--- start EXTRACT TO READ ---

Mary is simply fulfilling the oracle of the prophet Habakkuk: “ Yet I will rejoice in Yahweh and exult in God my Saviour.” (Ha 3:18)
Mary continues:
“For He has regarded His little Handmaiden”…
In His condescendence that the psalmist celebrates: “ Yahweh raises the needy from the dust, lifts the poor from the dunghill, seats them with princes, the princes of the people, gives the childless wife a home, the joyful mother of children.” (Ps 113:7-9) This was the case for Anna, Samuel’s mother (1 S 2:3-8).
“Behold, from now on will all ages call Me blessed. The Mighty One has done great things for Me, and holy is His Name.”
Psalm 72 announced this of the Messiah: “ May the tribes of the earth be blessed in Him and may all the nations call Him blessed!” (Ps 72:17)
The transfer of the promised blessings from Him to Her shows that from the beginning (Gn 3:15) the Virgin Mary is but one with Her Son! For all the “ great things”(niphla ’ôt) accomplished by God in Sacred History culminate in the one miracle that He ‘worked for Her’ in Her virginal womb.
“ Holy is His Name. His mercy is from age to age to those who fear Him.”
The Psalmist said that He is: “ holy and awesome.” We sing it in Sunday vespers: “ Sanctum et terribile Nomen ejus.” (Ps 111:9) The Virgin Mary drops “ awesome” and only retains the holiness, understanding that Her Son would be a Messiah of gentleness and not of terror. Holy and awesome? No! Holy and Merciful.
Mercy is omnipresent in the psalms. Psalm 103 is the most intimate expression of this mystery of grace and mercy that flows from the Heart of God like pure water that the Virgin changed into wine by giving Him flesh.
“He has shown might with His arm, dispersed the proud of heart.”
The Psalmist had announced it: “ Mighty Your arm, strong Your hand, Your right hand is ever exalted. Justice and judgement are the foundation of Your throne; love and loyalty march before You.” (Ps 89:14-15)
“He has thrown down the rulers from their thrones but lifted up the lowly. The hungry He has filled with good things; the rich He has sent empty away.”
This is the key to the enigma of the parables of Psalm 107 with its evangelical resonance: “ Whoever is wise will take note of these things, will ponder the merciful deeds of Yahweh ” (Ps 107:43)

--- end EXTRACT TO READ ---
--- start RAW DATA ---

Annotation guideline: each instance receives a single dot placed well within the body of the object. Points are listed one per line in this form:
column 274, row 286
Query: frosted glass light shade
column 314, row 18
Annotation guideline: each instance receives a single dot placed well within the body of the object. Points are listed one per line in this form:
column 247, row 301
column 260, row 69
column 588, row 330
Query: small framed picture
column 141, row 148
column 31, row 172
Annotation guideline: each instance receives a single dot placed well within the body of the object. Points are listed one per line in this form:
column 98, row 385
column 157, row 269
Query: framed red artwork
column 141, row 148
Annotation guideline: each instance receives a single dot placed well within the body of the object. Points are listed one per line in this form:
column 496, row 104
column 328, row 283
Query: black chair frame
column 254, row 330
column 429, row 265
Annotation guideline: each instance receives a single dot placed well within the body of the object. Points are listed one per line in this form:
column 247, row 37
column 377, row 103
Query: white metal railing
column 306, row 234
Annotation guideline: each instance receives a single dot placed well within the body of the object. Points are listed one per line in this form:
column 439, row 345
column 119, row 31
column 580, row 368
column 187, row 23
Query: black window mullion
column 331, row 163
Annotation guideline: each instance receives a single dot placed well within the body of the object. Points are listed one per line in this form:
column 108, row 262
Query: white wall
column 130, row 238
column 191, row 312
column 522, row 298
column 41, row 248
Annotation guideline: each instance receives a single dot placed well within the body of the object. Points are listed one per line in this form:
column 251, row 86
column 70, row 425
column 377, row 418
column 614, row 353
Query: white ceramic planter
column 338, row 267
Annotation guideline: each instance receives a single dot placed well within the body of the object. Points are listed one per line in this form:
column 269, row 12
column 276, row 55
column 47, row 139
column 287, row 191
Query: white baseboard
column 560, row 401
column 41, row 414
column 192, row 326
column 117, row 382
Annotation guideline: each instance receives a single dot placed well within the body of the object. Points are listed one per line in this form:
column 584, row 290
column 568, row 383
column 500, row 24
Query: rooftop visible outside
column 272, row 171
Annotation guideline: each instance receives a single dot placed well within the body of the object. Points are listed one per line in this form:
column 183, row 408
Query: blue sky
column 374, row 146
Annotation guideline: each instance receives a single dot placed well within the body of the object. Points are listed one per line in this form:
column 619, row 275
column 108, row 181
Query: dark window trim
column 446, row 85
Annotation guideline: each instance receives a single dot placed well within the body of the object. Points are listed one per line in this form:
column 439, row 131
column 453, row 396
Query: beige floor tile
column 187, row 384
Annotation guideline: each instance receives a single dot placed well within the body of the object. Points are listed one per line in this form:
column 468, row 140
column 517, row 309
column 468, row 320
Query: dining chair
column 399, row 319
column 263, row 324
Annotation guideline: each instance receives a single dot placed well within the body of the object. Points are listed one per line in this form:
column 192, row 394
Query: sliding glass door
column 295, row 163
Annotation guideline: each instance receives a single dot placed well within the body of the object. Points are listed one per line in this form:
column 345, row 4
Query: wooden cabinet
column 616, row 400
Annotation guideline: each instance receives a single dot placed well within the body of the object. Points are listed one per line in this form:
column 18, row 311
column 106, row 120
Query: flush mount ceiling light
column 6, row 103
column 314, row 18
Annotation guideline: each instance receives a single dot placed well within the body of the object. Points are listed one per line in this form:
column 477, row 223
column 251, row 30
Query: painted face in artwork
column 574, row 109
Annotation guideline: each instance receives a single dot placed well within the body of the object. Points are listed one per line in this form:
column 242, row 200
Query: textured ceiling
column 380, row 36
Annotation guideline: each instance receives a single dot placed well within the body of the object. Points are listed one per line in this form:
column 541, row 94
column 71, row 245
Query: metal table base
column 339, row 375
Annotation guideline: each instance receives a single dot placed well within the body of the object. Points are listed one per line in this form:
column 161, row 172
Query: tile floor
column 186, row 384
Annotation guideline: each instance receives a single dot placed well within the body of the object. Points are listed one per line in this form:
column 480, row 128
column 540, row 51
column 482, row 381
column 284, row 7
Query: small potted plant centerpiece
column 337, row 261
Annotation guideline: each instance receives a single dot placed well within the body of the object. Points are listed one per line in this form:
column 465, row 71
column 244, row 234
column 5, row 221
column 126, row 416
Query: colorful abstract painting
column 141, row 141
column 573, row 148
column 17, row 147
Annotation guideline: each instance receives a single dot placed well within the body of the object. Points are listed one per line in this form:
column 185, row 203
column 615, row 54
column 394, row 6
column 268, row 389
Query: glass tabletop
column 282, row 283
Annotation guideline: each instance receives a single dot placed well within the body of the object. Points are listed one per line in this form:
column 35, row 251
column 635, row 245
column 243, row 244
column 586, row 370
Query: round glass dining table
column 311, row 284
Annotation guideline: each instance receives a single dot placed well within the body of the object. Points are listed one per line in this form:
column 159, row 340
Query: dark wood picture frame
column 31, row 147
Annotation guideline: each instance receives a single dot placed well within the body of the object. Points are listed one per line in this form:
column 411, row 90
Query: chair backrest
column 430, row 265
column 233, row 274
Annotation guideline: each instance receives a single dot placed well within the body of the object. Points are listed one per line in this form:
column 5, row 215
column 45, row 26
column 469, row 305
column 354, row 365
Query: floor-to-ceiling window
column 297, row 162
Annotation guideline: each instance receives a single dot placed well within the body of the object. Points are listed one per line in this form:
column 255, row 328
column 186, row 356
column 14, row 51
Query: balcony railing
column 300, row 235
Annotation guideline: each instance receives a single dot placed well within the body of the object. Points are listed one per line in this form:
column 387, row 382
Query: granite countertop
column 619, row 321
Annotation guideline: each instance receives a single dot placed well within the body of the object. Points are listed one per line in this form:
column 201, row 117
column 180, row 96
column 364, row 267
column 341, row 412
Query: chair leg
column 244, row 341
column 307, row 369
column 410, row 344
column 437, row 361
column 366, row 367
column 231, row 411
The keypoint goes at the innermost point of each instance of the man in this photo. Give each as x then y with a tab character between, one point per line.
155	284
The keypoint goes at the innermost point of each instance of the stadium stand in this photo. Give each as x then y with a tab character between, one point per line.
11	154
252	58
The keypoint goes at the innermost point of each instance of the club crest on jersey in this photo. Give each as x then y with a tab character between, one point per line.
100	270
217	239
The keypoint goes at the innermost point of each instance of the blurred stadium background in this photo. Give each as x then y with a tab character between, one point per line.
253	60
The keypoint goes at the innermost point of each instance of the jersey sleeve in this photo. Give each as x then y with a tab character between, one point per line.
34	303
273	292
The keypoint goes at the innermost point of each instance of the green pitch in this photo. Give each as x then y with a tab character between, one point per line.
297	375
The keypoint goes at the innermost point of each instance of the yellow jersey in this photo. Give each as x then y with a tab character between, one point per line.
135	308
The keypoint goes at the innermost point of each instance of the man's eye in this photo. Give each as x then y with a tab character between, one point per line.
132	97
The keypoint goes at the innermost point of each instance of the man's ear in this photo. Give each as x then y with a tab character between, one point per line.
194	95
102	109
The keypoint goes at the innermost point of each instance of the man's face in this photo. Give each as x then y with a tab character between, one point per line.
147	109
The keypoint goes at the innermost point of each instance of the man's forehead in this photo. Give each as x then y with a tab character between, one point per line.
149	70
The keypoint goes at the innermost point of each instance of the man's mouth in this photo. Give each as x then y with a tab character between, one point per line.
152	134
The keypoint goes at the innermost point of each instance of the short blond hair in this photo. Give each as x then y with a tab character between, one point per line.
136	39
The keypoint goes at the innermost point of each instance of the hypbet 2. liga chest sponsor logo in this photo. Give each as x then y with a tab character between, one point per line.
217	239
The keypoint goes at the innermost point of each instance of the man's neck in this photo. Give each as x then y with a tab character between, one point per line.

--- end RAW DATA ---

YOUR INSTRUCTIONS:
Pick up the commentary linking Mary's canticle to the psalms and carry it on past its final sentence.

EXERCISE ANSWER:
Mary understood them because She had read them in the psalms.
Jesus came, conceived in Her womb: “ The blind receive their sight and the lame walk.” He calmed the storm on Judgement day. (Ps 107:23-30)
On Judgement day, who will be those blessed by the Father? Those who, like Jesus, will have turned their attention to the poor, the hungry and prisoners, in order to feed them and to exalt the lowly.
In Her Magnificat, the Virgin Mary conceived the entire programme of the Gospel, by transfiguring the announcement that She read in the Psalms:
“He has helped Israel His servant, remembering His mercy, according to His promise to our Fathers, to Abraham and to his descendants forever.”
OUR LADY OF FATIMA.
“ Yahweh has sworn an oath that will never be retracted: ‘You are a priest forever, of the order of Melchizedek’.”
Melchizedek is this “ king of Salem,” “ a priest of God Most High,” who made a brief and mysterious apparition in the history of the patriarchs, after the campaign of Abraham against the four kings. (Gn 14:18-20)
This person “ brought out bread and wine,” (Gn 14:18) as a prophetic figure of the Body and Precious Blood that must be eaten and drunk in order to attain eternal life. He returned in the person of the Angel of Portugal who gave this Body and Precious Blood in communion to Lucy, Francisco and Jacinta:
“ Eat and drink the Body and Blood of Jesus Christ, horribly outraged by ungrateful men. Make reparation for their crimes and console your God.”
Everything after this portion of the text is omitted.